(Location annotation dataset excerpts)
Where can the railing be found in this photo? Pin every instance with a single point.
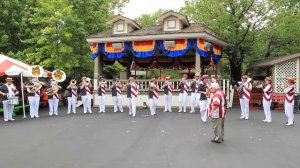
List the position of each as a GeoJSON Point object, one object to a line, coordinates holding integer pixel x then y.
{"type": "Point", "coordinates": [144, 85]}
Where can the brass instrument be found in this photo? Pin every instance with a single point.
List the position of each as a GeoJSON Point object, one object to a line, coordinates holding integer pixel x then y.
{"type": "Point", "coordinates": [73, 82]}
{"type": "Point", "coordinates": [208, 92]}
{"type": "Point", "coordinates": [36, 71]}
{"type": "Point", "coordinates": [36, 87]}
{"type": "Point", "coordinates": [53, 90]}
{"type": "Point", "coordinates": [59, 75]}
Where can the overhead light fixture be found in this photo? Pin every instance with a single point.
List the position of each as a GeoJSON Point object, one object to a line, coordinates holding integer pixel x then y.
{"type": "Point", "coordinates": [117, 45]}
{"type": "Point", "coordinates": [170, 43]}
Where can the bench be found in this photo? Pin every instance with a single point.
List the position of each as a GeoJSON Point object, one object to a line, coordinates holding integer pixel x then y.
{"type": "Point", "coordinates": [256, 101]}
{"type": "Point", "coordinates": [278, 101]}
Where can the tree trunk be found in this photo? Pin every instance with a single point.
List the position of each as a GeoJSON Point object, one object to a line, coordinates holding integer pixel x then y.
{"type": "Point", "coordinates": [236, 72]}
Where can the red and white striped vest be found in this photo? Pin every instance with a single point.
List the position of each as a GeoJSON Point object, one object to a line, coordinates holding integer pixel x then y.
{"type": "Point", "coordinates": [290, 93]}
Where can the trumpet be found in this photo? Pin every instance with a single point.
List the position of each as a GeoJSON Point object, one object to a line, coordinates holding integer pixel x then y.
{"type": "Point", "coordinates": [59, 75]}
{"type": "Point", "coordinates": [73, 82]}
{"type": "Point", "coordinates": [36, 71]}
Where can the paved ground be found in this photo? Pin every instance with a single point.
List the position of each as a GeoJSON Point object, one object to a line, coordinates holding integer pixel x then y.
{"type": "Point", "coordinates": [114, 140]}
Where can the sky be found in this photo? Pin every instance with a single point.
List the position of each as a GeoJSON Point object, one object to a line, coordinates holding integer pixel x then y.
{"type": "Point", "coordinates": [135, 8]}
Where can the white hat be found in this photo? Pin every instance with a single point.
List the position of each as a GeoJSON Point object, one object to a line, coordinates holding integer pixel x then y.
{"type": "Point", "coordinates": [215, 85]}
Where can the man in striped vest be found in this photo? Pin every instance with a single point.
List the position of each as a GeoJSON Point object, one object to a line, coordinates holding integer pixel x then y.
{"type": "Point", "coordinates": [34, 97]}
{"type": "Point", "coordinates": [116, 90]}
{"type": "Point", "coordinates": [203, 103]}
{"type": "Point", "coordinates": [183, 86]}
{"type": "Point", "coordinates": [153, 96]}
{"type": "Point", "coordinates": [168, 89]}
{"type": "Point", "coordinates": [195, 93]}
{"type": "Point", "coordinates": [53, 99]}
{"type": "Point", "coordinates": [267, 99]}
{"type": "Point", "coordinates": [101, 94]}
{"type": "Point", "coordinates": [72, 97]}
{"type": "Point", "coordinates": [245, 91]}
{"type": "Point", "coordinates": [217, 110]}
{"type": "Point", "coordinates": [132, 92]}
{"type": "Point", "coordinates": [289, 101]}
{"type": "Point", "coordinates": [86, 93]}
{"type": "Point", "coordinates": [8, 90]}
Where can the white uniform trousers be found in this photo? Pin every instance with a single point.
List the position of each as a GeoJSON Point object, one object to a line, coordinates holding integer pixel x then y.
{"type": "Point", "coordinates": [7, 110]}
{"type": "Point", "coordinates": [101, 100]}
{"type": "Point", "coordinates": [203, 109]}
{"type": "Point", "coordinates": [53, 106]}
{"type": "Point", "coordinates": [153, 105]}
{"type": "Point", "coordinates": [168, 102]}
{"type": "Point", "coordinates": [132, 106]}
{"type": "Point", "coordinates": [182, 101]}
{"type": "Point", "coordinates": [267, 110]}
{"type": "Point", "coordinates": [87, 103]}
{"type": "Point", "coordinates": [244, 103]}
{"type": "Point", "coordinates": [289, 111]}
{"type": "Point", "coordinates": [34, 103]}
{"type": "Point", "coordinates": [72, 104]}
{"type": "Point", "coordinates": [118, 103]}
{"type": "Point", "coordinates": [194, 101]}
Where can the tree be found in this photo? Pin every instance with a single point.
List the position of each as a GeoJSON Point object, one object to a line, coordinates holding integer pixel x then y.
{"type": "Point", "coordinates": [236, 21]}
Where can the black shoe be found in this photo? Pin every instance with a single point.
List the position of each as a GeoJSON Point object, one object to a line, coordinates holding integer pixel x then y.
{"type": "Point", "coordinates": [214, 141]}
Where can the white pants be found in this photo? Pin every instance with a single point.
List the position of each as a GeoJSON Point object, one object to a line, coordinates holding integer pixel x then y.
{"type": "Point", "coordinates": [101, 100]}
{"type": "Point", "coordinates": [182, 101]}
{"type": "Point", "coordinates": [203, 109]}
{"type": "Point", "coordinates": [7, 110]}
{"type": "Point", "coordinates": [194, 101]}
{"type": "Point", "coordinates": [34, 103]}
{"type": "Point", "coordinates": [53, 106]}
{"type": "Point", "coordinates": [118, 103]}
{"type": "Point", "coordinates": [168, 102]}
{"type": "Point", "coordinates": [72, 104]}
{"type": "Point", "coordinates": [289, 111]}
{"type": "Point", "coordinates": [267, 109]}
{"type": "Point", "coordinates": [87, 106]}
{"type": "Point", "coordinates": [132, 106]}
{"type": "Point", "coordinates": [153, 105]}
{"type": "Point", "coordinates": [244, 103]}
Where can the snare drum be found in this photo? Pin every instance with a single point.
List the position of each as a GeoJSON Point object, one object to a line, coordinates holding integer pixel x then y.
{"type": "Point", "coordinates": [13, 100]}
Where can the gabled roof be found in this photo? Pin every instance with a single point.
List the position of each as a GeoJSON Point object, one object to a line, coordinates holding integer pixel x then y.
{"type": "Point", "coordinates": [127, 20]}
{"type": "Point", "coordinates": [183, 18]}
{"type": "Point", "coordinates": [275, 60]}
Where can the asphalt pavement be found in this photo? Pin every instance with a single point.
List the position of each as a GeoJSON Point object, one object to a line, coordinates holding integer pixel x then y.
{"type": "Point", "coordinates": [168, 140]}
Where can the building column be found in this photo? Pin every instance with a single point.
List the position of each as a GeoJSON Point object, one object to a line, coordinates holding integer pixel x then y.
{"type": "Point", "coordinates": [198, 63]}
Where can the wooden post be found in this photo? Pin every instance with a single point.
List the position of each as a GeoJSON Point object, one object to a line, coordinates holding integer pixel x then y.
{"type": "Point", "coordinates": [197, 63]}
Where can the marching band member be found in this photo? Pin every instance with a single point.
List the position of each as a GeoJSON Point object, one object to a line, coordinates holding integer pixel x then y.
{"type": "Point", "coordinates": [195, 93]}
{"type": "Point", "coordinates": [116, 90]}
{"type": "Point", "coordinates": [53, 97]}
{"type": "Point", "coordinates": [267, 99]}
{"type": "Point", "coordinates": [153, 96]}
{"type": "Point", "coordinates": [8, 90]}
{"type": "Point", "coordinates": [101, 94]}
{"type": "Point", "coordinates": [204, 96]}
{"type": "Point", "coordinates": [217, 112]}
{"type": "Point", "coordinates": [289, 101]}
{"type": "Point", "coordinates": [72, 96]}
{"type": "Point", "coordinates": [183, 86]}
{"type": "Point", "coordinates": [245, 89]}
{"type": "Point", "coordinates": [86, 93]}
{"type": "Point", "coordinates": [34, 96]}
{"type": "Point", "coordinates": [132, 91]}
{"type": "Point", "coordinates": [168, 89]}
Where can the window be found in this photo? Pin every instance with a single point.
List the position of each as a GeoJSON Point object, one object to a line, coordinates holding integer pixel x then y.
{"type": "Point", "coordinates": [120, 27]}
{"type": "Point", "coordinates": [171, 24]}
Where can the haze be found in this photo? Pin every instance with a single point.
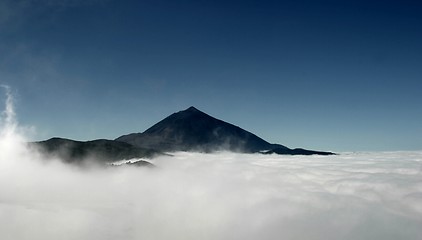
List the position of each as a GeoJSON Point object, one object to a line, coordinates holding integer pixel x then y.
{"type": "Point", "coordinates": [209, 196]}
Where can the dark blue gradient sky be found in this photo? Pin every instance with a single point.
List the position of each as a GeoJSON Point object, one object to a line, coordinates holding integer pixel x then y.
{"type": "Point", "coordinates": [329, 75]}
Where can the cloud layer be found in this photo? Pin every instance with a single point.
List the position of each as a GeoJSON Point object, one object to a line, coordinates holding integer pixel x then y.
{"type": "Point", "coordinates": [210, 196]}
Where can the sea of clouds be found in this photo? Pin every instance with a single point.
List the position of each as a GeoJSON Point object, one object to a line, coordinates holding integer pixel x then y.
{"type": "Point", "coordinates": [209, 196]}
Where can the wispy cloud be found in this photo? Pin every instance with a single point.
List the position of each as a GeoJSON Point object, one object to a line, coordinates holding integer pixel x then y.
{"type": "Point", "coordinates": [210, 196]}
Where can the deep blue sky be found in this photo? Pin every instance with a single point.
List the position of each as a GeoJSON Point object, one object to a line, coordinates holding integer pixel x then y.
{"type": "Point", "coordinates": [329, 75]}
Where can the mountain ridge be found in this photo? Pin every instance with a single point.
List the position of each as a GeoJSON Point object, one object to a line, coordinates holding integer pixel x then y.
{"type": "Point", "coordinates": [194, 130]}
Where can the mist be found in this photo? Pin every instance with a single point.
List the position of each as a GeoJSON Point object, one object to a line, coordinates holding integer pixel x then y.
{"type": "Point", "coordinates": [209, 196]}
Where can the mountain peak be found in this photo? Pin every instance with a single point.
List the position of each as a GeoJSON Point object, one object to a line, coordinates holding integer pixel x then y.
{"type": "Point", "coordinates": [194, 130]}
{"type": "Point", "coordinates": [192, 108]}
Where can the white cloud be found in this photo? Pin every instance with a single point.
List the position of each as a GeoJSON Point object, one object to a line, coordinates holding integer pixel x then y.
{"type": "Point", "coordinates": [215, 196]}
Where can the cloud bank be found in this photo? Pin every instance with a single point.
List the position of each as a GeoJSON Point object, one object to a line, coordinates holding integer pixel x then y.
{"type": "Point", "coordinates": [210, 196]}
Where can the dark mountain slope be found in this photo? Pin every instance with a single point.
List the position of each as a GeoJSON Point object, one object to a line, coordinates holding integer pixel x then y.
{"type": "Point", "coordinates": [100, 151]}
{"type": "Point", "coordinates": [193, 130]}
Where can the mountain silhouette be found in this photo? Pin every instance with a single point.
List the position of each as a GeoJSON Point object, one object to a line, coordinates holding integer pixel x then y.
{"type": "Point", "coordinates": [100, 151]}
{"type": "Point", "coordinates": [194, 130]}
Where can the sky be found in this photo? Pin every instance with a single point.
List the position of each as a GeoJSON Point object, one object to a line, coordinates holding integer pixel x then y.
{"type": "Point", "coordinates": [326, 75]}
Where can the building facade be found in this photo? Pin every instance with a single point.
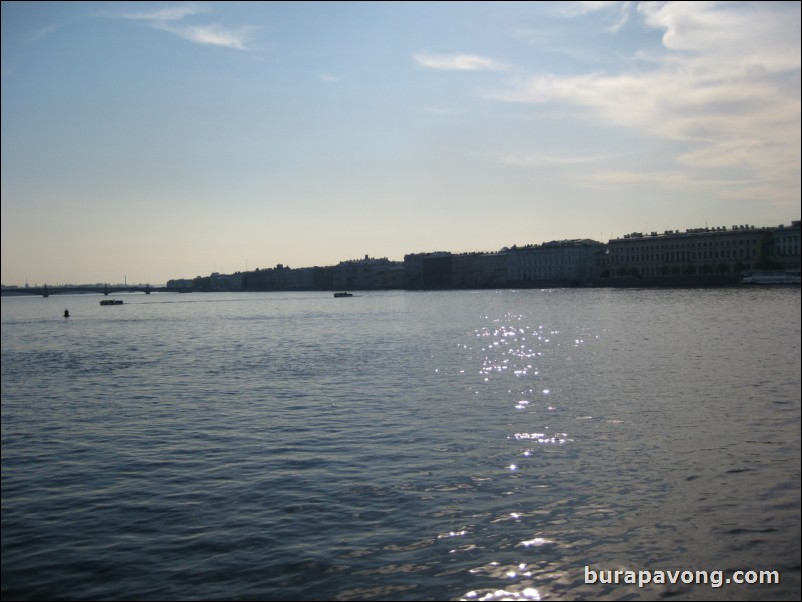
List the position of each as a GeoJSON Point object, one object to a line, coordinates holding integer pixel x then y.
{"type": "Point", "coordinates": [719, 252]}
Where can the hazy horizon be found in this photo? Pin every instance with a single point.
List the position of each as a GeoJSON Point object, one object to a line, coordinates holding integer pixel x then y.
{"type": "Point", "coordinates": [159, 140]}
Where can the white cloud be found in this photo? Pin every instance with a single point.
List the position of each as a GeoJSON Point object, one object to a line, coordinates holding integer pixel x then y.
{"type": "Point", "coordinates": [541, 160]}
{"type": "Point", "coordinates": [459, 62]}
{"type": "Point", "coordinates": [174, 13]}
{"type": "Point", "coordinates": [726, 83]}
{"type": "Point", "coordinates": [213, 35]}
{"type": "Point", "coordinates": [171, 19]}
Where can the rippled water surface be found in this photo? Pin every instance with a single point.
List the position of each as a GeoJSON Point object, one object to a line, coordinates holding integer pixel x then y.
{"type": "Point", "coordinates": [399, 446]}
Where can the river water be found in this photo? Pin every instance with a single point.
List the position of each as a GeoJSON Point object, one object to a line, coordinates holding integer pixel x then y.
{"type": "Point", "coordinates": [475, 445]}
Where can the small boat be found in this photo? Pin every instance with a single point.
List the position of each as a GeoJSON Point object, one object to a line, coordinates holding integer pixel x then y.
{"type": "Point", "coordinates": [772, 278]}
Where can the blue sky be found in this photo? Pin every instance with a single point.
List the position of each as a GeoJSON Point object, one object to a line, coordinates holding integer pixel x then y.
{"type": "Point", "coordinates": [148, 141]}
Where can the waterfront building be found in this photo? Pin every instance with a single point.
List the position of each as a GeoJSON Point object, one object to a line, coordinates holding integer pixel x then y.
{"type": "Point", "coordinates": [428, 270]}
{"type": "Point", "coordinates": [479, 270]}
{"type": "Point", "coordinates": [559, 262]}
{"type": "Point", "coordinates": [785, 251]}
{"type": "Point", "coordinates": [363, 274]}
{"type": "Point", "coordinates": [715, 253]}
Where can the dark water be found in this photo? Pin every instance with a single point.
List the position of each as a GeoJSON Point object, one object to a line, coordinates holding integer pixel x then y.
{"type": "Point", "coordinates": [400, 446]}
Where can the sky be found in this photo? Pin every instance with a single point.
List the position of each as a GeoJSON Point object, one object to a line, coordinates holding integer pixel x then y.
{"type": "Point", "coordinates": [146, 141]}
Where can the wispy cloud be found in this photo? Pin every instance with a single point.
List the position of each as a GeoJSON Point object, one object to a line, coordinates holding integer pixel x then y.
{"type": "Point", "coordinates": [174, 13]}
{"type": "Point", "coordinates": [212, 35]}
{"type": "Point", "coordinates": [173, 20]}
{"type": "Point", "coordinates": [541, 160]}
{"type": "Point", "coordinates": [726, 84]}
{"type": "Point", "coordinates": [618, 12]}
{"type": "Point", "coordinates": [42, 32]}
{"type": "Point", "coordinates": [459, 62]}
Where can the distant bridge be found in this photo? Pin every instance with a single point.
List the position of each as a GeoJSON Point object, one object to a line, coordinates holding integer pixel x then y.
{"type": "Point", "coordinates": [46, 291]}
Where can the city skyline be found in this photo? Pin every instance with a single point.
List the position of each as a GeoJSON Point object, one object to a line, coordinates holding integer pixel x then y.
{"type": "Point", "coordinates": [152, 141]}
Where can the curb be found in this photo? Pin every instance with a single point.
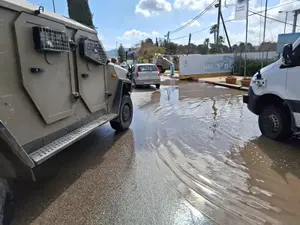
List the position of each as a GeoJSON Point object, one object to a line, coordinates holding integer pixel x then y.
{"type": "Point", "coordinates": [232, 86]}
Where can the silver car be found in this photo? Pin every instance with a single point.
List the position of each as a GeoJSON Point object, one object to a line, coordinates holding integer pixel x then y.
{"type": "Point", "coordinates": [145, 74]}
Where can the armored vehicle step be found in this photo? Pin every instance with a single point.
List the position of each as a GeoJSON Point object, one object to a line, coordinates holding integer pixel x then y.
{"type": "Point", "coordinates": [58, 145]}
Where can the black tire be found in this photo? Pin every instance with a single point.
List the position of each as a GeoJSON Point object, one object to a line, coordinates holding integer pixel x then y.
{"type": "Point", "coordinates": [124, 119]}
{"type": "Point", "coordinates": [7, 206]}
{"type": "Point", "coordinates": [275, 123]}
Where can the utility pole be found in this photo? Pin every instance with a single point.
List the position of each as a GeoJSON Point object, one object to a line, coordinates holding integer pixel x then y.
{"type": "Point", "coordinates": [53, 3]}
{"type": "Point", "coordinates": [168, 42]}
{"type": "Point", "coordinates": [117, 53]}
{"type": "Point", "coordinates": [264, 34]}
{"type": "Point", "coordinates": [189, 46]}
{"type": "Point", "coordinates": [246, 41]}
{"type": "Point", "coordinates": [296, 12]}
{"type": "Point", "coordinates": [219, 17]}
{"type": "Point", "coordinates": [225, 31]}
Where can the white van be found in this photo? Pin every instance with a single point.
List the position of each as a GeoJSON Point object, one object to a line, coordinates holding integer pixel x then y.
{"type": "Point", "coordinates": [274, 95]}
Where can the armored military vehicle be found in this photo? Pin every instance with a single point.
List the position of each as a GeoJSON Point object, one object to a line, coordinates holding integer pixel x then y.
{"type": "Point", "coordinates": [56, 86]}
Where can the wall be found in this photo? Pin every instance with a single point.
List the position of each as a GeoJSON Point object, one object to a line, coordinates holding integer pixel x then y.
{"type": "Point", "coordinates": [191, 65]}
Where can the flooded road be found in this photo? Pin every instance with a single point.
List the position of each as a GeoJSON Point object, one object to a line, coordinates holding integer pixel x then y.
{"type": "Point", "coordinates": [193, 155]}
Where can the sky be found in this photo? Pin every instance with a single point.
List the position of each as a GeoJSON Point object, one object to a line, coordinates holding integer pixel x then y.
{"type": "Point", "coordinates": [127, 22]}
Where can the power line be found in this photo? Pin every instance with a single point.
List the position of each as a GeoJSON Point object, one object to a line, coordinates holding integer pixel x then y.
{"type": "Point", "coordinates": [271, 18]}
{"type": "Point", "coordinates": [253, 13]}
{"type": "Point", "coordinates": [195, 18]}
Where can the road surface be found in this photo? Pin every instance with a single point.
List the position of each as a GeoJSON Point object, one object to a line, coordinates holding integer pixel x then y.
{"type": "Point", "coordinates": [193, 155]}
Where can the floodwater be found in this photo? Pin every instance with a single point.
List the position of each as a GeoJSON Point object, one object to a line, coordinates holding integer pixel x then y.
{"type": "Point", "coordinates": [193, 155]}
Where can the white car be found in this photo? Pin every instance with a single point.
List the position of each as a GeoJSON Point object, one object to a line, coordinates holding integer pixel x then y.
{"type": "Point", "coordinates": [274, 95]}
{"type": "Point", "coordinates": [145, 74]}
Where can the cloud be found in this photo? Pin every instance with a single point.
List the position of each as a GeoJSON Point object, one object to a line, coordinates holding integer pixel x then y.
{"type": "Point", "coordinates": [137, 34]}
{"type": "Point", "coordinates": [191, 4]}
{"type": "Point", "coordinates": [256, 23]}
{"type": "Point", "coordinates": [194, 24]}
{"type": "Point", "coordinates": [153, 7]}
{"type": "Point", "coordinates": [155, 33]}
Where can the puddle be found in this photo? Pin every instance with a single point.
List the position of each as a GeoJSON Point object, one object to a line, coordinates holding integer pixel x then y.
{"type": "Point", "coordinates": [217, 159]}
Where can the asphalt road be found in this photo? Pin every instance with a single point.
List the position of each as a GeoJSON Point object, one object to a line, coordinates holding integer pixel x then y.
{"type": "Point", "coordinates": [193, 155]}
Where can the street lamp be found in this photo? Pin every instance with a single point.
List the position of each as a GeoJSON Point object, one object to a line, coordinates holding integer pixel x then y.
{"type": "Point", "coordinates": [286, 14]}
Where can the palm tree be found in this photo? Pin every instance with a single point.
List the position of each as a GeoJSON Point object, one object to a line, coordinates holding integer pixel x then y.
{"type": "Point", "coordinates": [79, 10]}
{"type": "Point", "coordinates": [206, 43]}
{"type": "Point", "coordinates": [213, 30]}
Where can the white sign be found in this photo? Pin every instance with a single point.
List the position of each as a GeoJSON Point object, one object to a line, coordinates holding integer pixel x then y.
{"type": "Point", "coordinates": [214, 64]}
{"type": "Point", "coordinates": [205, 64]}
{"type": "Point", "coordinates": [241, 9]}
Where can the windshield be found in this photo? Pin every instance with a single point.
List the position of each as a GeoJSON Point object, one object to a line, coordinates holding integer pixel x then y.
{"type": "Point", "coordinates": [147, 68]}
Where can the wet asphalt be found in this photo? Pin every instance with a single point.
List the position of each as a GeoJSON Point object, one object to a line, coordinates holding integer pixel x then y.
{"type": "Point", "coordinates": [193, 155]}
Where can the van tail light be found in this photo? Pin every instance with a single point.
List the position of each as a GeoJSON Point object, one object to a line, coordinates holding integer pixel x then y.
{"type": "Point", "coordinates": [158, 72]}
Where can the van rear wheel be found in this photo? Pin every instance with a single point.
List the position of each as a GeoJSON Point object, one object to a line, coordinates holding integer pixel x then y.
{"type": "Point", "coordinates": [274, 123]}
{"type": "Point", "coordinates": [124, 119]}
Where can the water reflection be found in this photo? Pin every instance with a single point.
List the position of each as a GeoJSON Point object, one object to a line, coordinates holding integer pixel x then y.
{"type": "Point", "coordinates": [204, 137]}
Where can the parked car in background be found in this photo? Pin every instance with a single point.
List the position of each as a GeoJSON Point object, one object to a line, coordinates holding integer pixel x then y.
{"type": "Point", "coordinates": [145, 75]}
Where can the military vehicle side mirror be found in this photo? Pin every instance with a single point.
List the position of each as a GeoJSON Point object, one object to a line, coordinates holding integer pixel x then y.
{"type": "Point", "coordinates": [287, 54]}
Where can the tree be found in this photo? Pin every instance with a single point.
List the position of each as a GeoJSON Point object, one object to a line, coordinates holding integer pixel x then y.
{"type": "Point", "coordinates": [121, 53]}
{"type": "Point", "coordinates": [206, 43]}
{"type": "Point", "coordinates": [214, 30]}
{"type": "Point", "coordinates": [202, 49]}
{"type": "Point", "coordinates": [79, 10]}
{"type": "Point", "coordinates": [149, 41]}
{"type": "Point", "coordinates": [221, 40]}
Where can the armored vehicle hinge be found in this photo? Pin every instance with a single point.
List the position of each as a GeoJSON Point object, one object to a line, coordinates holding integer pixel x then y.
{"type": "Point", "coordinates": [76, 96]}
{"type": "Point", "coordinates": [73, 45]}
{"type": "Point", "coordinates": [41, 9]}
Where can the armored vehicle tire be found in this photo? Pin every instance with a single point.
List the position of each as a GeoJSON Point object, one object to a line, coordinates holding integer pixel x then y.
{"type": "Point", "coordinates": [6, 203]}
{"type": "Point", "coordinates": [274, 123]}
{"type": "Point", "coordinates": [124, 119]}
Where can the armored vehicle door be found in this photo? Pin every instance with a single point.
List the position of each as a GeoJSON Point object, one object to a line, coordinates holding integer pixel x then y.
{"type": "Point", "coordinates": [91, 61]}
{"type": "Point", "coordinates": [43, 48]}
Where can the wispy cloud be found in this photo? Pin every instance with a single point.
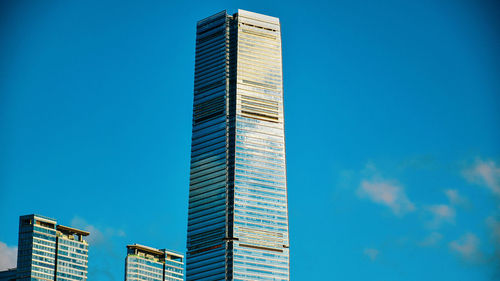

Work instructions:
Please pick out every line in the rows above that contains the word "military" and copy each one.

Solution for this exercise:
Where can the armored military vehicle be found in this photo? Pin every instance with a single point.
Where can the military vehicle side mirror be found in this photo? Pin every instance with a single point.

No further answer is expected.